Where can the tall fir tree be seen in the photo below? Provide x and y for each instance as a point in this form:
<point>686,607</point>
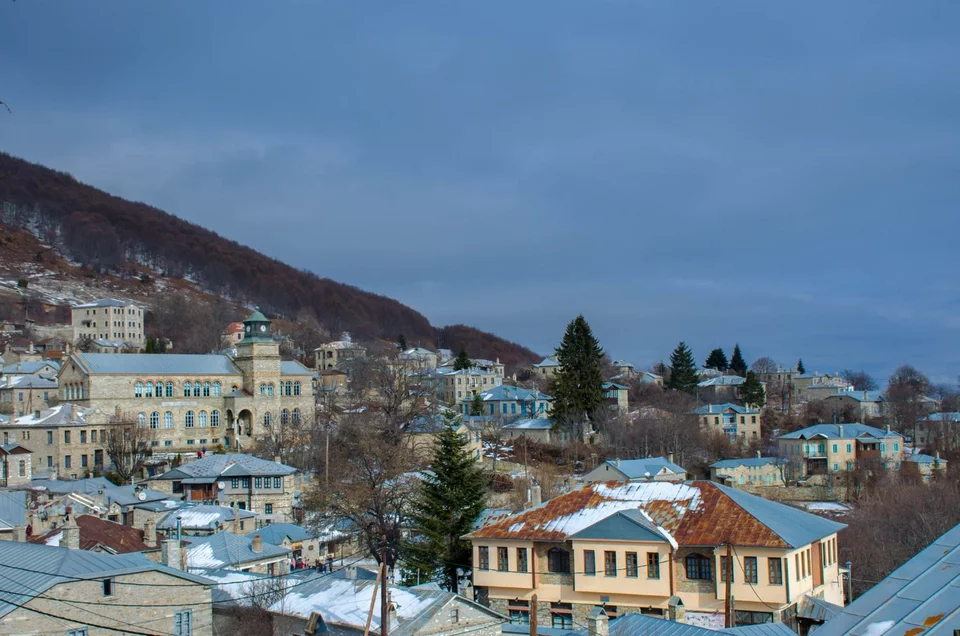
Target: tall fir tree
<point>751,391</point>
<point>717,360</point>
<point>737,364</point>
<point>463,361</point>
<point>447,502</point>
<point>683,369</point>
<point>578,386</point>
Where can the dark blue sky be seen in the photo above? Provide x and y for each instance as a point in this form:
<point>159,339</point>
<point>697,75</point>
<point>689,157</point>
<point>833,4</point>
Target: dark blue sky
<point>785,176</point>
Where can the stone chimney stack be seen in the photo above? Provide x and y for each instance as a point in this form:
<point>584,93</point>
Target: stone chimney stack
<point>170,553</point>
<point>70,532</point>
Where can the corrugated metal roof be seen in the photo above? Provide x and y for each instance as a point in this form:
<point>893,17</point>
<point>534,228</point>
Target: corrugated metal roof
<point>922,596</point>
<point>149,364</point>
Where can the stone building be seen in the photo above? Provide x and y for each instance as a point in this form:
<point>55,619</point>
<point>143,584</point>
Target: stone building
<point>192,402</point>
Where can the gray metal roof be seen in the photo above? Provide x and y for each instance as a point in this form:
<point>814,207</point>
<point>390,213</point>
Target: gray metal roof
<point>795,527</point>
<point>30,569</point>
<point>150,364</point>
<point>921,596</point>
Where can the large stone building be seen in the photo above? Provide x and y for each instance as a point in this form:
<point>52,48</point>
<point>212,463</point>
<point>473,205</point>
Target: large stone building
<point>196,401</point>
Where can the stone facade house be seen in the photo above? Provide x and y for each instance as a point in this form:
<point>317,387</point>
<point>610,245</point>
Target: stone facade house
<point>634,547</point>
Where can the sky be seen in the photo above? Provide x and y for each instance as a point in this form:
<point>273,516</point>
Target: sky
<point>785,176</point>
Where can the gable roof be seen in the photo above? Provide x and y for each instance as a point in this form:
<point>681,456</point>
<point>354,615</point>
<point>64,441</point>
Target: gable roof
<point>693,513</point>
<point>150,364</point>
<point>922,596</point>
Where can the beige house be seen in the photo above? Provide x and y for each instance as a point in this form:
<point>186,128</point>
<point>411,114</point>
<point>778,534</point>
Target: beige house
<point>828,451</point>
<point>103,594</point>
<point>109,319</point>
<point>196,402</point>
<point>634,547</point>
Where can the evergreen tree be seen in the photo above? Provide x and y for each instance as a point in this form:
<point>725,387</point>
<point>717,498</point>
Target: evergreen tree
<point>751,391</point>
<point>717,360</point>
<point>683,370</point>
<point>463,360</point>
<point>448,500</point>
<point>737,364</point>
<point>578,386</point>
<point>476,406</point>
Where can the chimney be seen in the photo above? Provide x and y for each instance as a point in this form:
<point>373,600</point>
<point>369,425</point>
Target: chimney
<point>170,553</point>
<point>599,624</point>
<point>150,533</point>
<point>70,532</point>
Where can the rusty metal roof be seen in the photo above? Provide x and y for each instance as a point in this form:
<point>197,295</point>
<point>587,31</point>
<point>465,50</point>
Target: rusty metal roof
<point>692,513</point>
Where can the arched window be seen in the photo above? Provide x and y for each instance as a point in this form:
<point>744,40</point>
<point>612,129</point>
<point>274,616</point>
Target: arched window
<point>699,568</point>
<point>558,561</point>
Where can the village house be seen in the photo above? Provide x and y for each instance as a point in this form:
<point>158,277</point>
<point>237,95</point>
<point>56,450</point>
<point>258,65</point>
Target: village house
<point>739,423</point>
<point>634,547</point>
<point>64,585</point>
<point>108,319</point>
<point>646,469</point>
<point>828,451</point>
<point>242,481</point>
<point>193,402</point>
<point>749,471</point>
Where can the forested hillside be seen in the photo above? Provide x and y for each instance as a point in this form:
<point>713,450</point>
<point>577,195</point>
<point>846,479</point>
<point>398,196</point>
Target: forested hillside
<point>108,234</point>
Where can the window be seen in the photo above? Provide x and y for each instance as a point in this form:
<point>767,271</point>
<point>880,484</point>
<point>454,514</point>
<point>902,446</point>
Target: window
<point>750,569</point>
<point>503,560</point>
<point>183,623</point>
<point>558,561</point>
<point>699,568</point>
<point>609,563</point>
<point>653,565</point>
<point>483,557</point>
<point>723,571</point>
<point>521,559</point>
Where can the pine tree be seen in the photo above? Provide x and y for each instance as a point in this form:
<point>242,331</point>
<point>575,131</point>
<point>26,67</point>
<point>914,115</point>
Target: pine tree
<point>683,370</point>
<point>751,391</point>
<point>578,386</point>
<point>717,360</point>
<point>448,500</point>
<point>463,361</point>
<point>737,364</point>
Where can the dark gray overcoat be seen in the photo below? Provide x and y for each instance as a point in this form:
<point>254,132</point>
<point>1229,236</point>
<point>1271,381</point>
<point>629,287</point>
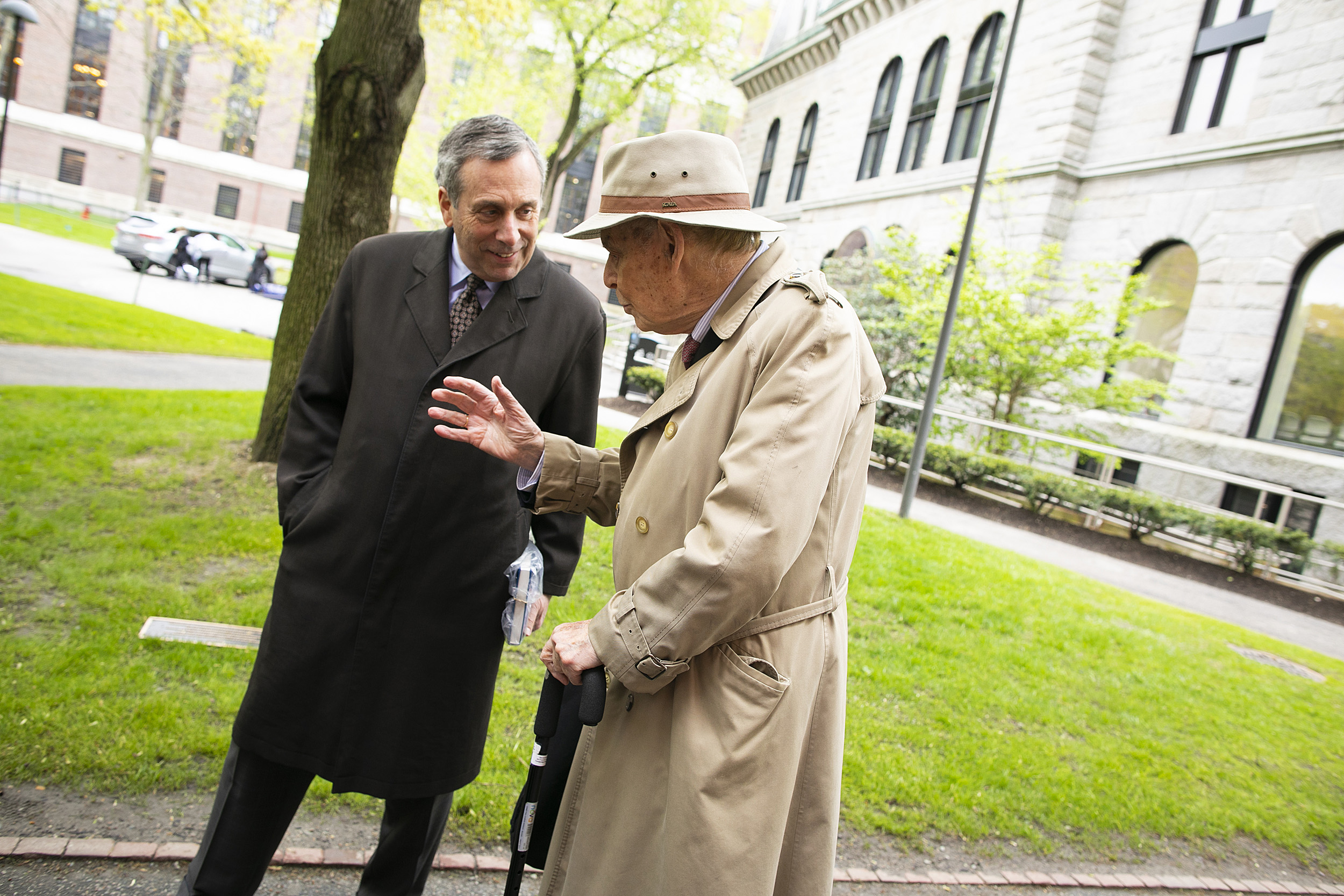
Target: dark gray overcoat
<point>378,660</point>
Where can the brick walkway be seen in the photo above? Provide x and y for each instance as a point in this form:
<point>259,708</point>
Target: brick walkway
<point>101,848</point>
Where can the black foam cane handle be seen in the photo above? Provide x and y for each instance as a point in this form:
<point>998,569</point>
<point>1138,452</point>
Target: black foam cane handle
<point>549,707</point>
<point>593,698</point>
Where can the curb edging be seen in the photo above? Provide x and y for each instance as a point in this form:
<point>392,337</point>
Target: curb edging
<point>130,851</point>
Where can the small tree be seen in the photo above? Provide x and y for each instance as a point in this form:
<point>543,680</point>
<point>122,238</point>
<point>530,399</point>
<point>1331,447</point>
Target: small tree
<point>1028,345</point>
<point>173,31</point>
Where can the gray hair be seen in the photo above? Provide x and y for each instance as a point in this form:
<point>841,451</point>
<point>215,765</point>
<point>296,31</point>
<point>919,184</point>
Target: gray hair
<point>491,138</point>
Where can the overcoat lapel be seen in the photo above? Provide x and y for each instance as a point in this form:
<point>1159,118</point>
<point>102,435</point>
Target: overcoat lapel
<point>428,295</point>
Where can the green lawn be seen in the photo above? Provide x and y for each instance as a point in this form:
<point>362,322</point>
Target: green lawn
<point>50,316</point>
<point>58,222</point>
<point>990,695</point>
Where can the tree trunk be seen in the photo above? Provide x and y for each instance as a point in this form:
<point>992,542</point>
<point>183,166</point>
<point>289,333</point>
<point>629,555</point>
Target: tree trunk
<point>369,78</point>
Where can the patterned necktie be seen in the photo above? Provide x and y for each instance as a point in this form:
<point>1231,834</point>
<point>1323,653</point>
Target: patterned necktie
<point>689,351</point>
<point>466,310</point>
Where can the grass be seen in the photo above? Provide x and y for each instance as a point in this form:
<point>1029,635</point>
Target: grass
<point>60,222</point>
<point>50,316</point>
<point>990,696</point>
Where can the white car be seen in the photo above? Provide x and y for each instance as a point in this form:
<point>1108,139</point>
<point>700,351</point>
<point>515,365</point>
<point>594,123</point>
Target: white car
<point>149,241</point>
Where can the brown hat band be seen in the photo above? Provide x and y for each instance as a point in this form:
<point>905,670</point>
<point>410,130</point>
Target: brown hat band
<point>703,202</point>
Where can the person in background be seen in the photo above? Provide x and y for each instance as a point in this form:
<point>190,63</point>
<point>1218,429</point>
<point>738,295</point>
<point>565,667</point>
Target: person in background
<point>260,273</point>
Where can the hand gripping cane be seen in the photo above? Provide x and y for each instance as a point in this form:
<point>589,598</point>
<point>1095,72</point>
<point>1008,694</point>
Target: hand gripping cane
<point>592,701</point>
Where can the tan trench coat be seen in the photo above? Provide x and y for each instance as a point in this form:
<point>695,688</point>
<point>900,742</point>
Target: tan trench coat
<point>737,501</point>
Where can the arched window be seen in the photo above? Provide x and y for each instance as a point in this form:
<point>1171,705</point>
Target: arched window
<point>880,124</point>
<point>977,84</point>
<point>1170,275</point>
<point>1304,396</point>
<point>800,162</point>
<point>924,106</point>
<point>767,164</point>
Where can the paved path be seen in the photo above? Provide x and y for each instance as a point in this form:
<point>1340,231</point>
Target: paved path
<point>1277,622</point>
<point>100,272</point>
<point>45,366</point>
<point>101,369</point>
<point>1249,613</point>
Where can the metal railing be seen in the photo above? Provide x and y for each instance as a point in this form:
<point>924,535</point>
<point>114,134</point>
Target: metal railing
<point>1112,453</point>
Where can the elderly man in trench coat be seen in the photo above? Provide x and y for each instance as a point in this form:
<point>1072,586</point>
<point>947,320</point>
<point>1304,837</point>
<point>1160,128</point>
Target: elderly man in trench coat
<point>737,501</point>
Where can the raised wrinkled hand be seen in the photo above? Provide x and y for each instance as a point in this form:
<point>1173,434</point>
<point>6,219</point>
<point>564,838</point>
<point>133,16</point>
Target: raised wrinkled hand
<point>490,420</point>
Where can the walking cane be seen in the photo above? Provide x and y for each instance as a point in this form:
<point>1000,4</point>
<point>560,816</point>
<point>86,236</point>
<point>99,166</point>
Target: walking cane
<point>592,701</point>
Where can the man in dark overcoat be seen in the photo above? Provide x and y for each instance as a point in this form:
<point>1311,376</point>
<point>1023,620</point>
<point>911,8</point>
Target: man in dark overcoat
<point>378,660</point>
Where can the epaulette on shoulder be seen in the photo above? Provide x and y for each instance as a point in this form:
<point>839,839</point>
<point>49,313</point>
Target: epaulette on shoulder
<point>815,284</point>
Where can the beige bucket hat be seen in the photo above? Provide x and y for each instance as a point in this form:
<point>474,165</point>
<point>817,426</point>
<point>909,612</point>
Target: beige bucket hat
<point>687,176</point>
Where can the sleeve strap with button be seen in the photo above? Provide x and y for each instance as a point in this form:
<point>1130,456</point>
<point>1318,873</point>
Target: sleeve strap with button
<point>577,478</point>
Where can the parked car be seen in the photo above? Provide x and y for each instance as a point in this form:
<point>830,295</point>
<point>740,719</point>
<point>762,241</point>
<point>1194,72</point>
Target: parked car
<point>147,240</point>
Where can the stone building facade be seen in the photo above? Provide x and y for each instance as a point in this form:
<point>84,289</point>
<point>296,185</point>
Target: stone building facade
<point>1203,138</point>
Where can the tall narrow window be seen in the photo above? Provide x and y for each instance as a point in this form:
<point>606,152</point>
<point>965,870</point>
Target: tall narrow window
<point>1170,276</point>
<point>1225,65</point>
<point>578,184</point>
<point>800,160</point>
<point>977,84</point>
<point>654,117</point>
<point>242,112</point>
<point>767,164</point>
<point>924,106</point>
<point>176,84</point>
<point>880,124</point>
<point>89,60</point>
<point>1304,401</point>
<point>156,186</point>
<point>226,202</point>
<point>72,167</point>
<point>304,148</point>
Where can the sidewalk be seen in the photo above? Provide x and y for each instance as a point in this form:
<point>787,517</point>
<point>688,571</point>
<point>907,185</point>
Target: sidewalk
<point>100,272</point>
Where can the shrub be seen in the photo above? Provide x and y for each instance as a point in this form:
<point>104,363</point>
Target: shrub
<point>893,447</point>
<point>649,381</point>
<point>963,468</point>
<point>1147,513</point>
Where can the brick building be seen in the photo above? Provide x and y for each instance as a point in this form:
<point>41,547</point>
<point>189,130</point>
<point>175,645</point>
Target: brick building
<point>81,98</point>
<point>1203,138</point>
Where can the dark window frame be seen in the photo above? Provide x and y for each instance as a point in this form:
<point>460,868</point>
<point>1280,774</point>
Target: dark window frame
<point>1295,289</point>
<point>807,138</point>
<point>296,217</point>
<point>68,160</point>
<point>156,186</point>
<point>1232,38</point>
<point>772,141</point>
<point>219,200</point>
<point>924,106</point>
<point>977,87</point>
<point>880,123</point>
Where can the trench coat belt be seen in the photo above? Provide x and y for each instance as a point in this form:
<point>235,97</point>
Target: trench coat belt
<point>652,666</point>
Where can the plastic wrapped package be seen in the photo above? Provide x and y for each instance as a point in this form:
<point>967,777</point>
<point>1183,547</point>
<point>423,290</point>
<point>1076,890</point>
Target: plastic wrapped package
<point>525,587</point>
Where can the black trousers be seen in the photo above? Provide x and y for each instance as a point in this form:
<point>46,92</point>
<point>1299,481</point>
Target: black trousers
<point>257,800</point>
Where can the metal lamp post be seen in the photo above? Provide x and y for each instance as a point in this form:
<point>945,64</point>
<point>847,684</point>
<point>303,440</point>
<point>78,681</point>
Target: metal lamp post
<point>940,359</point>
<point>20,11</point>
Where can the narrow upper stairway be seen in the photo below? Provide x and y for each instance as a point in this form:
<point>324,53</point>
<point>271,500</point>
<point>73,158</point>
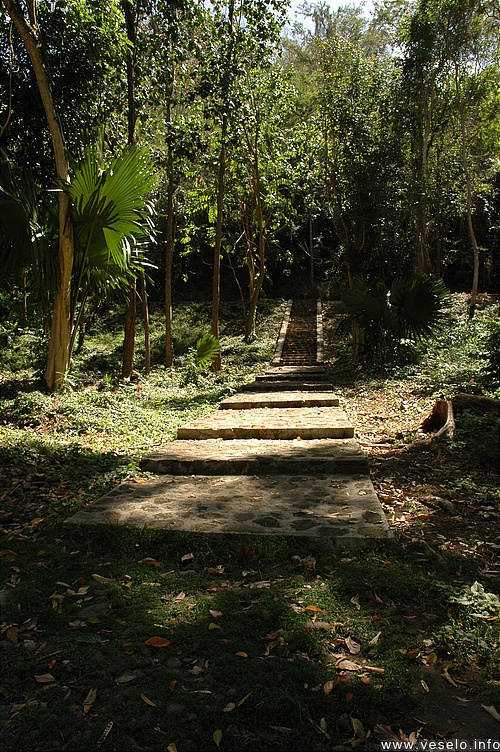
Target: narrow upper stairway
<point>278,458</point>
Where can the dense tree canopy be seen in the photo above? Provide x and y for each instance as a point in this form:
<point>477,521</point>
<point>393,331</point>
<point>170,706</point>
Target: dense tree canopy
<point>370,145</point>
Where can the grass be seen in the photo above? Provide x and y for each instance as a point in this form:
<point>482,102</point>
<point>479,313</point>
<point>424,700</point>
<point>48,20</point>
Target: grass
<point>254,631</point>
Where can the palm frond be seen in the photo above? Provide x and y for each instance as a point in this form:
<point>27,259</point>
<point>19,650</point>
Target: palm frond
<point>418,306</point>
<point>207,348</point>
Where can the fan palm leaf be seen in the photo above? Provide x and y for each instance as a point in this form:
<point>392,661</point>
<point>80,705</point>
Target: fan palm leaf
<point>207,348</point>
<point>27,230</point>
<point>418,306</point>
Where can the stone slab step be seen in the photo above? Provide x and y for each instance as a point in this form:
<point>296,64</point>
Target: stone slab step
<point>340,511</point>
<point>272,385</point>
<point>270,423</point>
<point>294,372</point>
<point>279,399</point>
<point>257,457</point>
<point>290,377</point>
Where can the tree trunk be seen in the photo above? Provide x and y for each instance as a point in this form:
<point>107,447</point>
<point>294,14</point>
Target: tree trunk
<point>470,225</point>
<point>252,309</point>
<point>169,348</point>
<point>129,341</point>
<point>131,24</point>
<point>57,360</point>
<point>217,361</point>
<point>145,315</point>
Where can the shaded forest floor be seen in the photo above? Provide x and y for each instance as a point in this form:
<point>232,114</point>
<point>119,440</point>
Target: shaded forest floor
<point>120,639</point>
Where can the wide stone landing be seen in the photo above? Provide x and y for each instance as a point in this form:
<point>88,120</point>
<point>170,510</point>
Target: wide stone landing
<point>271,423</point>
<point>278,385</point>
<point>279,399</point>
<point>257,457</point>
<point>276,459</point>
<point>340,511</point>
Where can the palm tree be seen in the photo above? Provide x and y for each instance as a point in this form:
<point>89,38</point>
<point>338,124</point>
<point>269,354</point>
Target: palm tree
<point>413,309</point>
<point>111,217</point>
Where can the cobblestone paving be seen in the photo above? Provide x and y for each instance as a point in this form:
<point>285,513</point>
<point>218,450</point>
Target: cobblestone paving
<point>279,459</point>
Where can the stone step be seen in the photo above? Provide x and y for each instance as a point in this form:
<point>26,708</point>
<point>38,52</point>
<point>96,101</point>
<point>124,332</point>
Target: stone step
<point>341,511</point>
<point>292,370</point>
<point>273,385</point>
<point>279,399</point>
<point>292,376</point>
<point>257,457</point>
<point>270,423</point>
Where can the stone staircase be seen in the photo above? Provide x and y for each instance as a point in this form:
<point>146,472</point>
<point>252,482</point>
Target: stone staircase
<point>279,458</point>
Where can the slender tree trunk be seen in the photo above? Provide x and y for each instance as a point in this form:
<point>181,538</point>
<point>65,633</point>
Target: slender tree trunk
<point>145,314</point>
<point>169,348</point>
<point>217,361</point>
<point>470,225</point>
<point>252,309</point>
<point>57,360</point>
<point>131,24</point>
<point>129,341</point>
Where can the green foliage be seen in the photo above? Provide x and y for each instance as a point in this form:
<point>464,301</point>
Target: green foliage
<point>28,220</point>
<point>492,354</point>
<point>207,348</point>
<point>412,310</point>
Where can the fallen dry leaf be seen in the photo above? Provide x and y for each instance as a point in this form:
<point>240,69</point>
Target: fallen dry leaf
<point>375,639</point>
<point>353,647</point>
<point>345,664</point>
<point>328,686</point>
<point>104,735</point>
<point>8,554</point>
<point>358,729</point>
<point>158,642</point>
<point>492,711</point>
<point>149,560</point>
<point>217,737</point>
<point>44,678</point>
<point>244,699</point>
<point>101,579</point>
<point>448,678</point>
<point>125,678</point>
<point>89,700</point>
<point>216,570</point>
<point>12,635</point>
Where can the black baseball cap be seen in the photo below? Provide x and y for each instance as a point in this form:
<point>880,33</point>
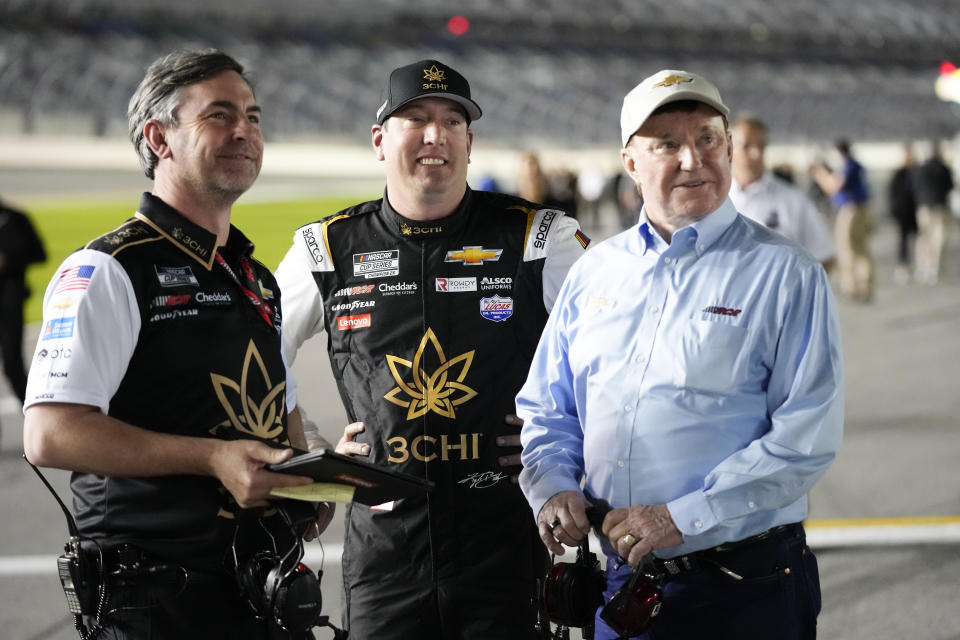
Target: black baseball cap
<point>426,79</point>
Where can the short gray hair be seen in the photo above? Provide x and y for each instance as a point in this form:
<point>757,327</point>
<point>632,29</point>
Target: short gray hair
<point>158,95</point>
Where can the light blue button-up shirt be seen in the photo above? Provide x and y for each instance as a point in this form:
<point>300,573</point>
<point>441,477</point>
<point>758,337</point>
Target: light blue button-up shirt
<point>704,374</point>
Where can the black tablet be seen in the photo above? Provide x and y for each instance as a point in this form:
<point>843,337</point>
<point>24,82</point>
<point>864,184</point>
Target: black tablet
<point>373,484</point>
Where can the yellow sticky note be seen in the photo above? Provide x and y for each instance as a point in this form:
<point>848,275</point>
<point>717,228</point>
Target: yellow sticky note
<point>316,492</point>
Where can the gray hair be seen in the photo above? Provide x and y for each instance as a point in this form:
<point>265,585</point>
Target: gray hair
<point>158,95</point>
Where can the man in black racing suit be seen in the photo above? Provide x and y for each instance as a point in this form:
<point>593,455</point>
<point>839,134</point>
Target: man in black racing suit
<point>433,299</point>
<point>159,381</point>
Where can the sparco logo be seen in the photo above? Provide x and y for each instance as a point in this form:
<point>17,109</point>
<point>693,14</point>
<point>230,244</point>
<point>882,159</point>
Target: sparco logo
<point>544,228</point>
<point>312,245</point>
<point>345,323</point>
<point>354,291</point>
<point>496,283</point>
<point>350,306</point>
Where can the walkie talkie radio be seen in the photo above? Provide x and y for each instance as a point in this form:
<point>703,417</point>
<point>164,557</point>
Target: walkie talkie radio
<point>80,575</point>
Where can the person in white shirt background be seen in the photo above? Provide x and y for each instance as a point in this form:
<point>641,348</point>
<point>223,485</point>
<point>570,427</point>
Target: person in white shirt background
<point>770,200</point>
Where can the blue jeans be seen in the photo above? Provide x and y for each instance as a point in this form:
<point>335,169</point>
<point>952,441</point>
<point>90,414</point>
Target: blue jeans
<point>778,598</point>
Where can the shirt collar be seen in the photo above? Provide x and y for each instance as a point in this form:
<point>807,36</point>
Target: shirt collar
<point>705,232</point>
<point>192,239</point>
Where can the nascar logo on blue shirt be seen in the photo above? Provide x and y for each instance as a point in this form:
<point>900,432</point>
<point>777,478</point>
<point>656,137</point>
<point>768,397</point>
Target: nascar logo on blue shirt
<point>496,308</point>
<point>59,328</point>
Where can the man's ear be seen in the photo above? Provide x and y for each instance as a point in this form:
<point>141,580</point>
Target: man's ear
<point>376,138</point>
<point>156,136</point>
<point>629,162</point>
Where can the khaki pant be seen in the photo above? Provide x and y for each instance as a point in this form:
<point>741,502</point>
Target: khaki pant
<point>854,262</point>
<point>930,240</point>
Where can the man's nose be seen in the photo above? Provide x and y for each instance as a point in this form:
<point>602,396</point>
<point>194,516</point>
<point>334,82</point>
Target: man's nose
<point>433,133</point>
<point>689,157</point>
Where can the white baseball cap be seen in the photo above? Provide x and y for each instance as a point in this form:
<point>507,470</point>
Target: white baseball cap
<point>668,85</point>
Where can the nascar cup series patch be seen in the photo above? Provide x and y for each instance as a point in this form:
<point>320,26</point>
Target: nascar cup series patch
<point>496,308</point>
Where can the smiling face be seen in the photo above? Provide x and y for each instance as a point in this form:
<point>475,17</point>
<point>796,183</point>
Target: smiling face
<point>426,147</point>
<point>680,160</point>
<point>215,150</point>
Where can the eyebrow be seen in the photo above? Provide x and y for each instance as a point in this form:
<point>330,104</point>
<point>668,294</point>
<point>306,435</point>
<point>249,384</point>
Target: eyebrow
<point>227,104</point>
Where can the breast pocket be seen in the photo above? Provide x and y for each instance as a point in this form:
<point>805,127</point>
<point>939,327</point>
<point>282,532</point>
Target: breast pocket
<point>714,357</point>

=======

Task to carry out:
Rewrite the data from the line with "Where can the village" through the line with "<point>108,234</point>", both included, as a Markdown table with columns Row and Line. Number each line in order and leave out blank lines.

Result of this exercise:
| Row | Line |
|---|---|
| 1 | Where can the village house be seen in the photo above? Provide x and y for each instance as a point in this form: |
| 2 | <point>158,277</point> |
| 3 | <point>237,95</point> |
| 4 | <point>56,450</point> |
| 5 | <point>258,65</point> |
| 6 | Target: village house |
| 7 | <point>739,423</point> |
| 8 | <point>634,547</point> |
| 9 | <point>64,585</point> |
| 10 | <point>108,319</point> |
| 11 | <point>646,469</point> |
| 12 | <point>828,451</point> |
| 13 | <point>242,481</point> |
| 14 | <point>193,402</point> |
| 15 | <point>749,471</point> |
| 16 | Where can the forested hillside be seen in the photo above? Provide x and y for each instance as a point in this form: |
| 17 | <point>713,450</point> |
| 18 | <point>577,195</point> |
| 19 | <point>846,479</point> |
| 20 | <point>398,196</point> |
| 21 | Target: forested hillside |
| 22 | <point>108,234</point> |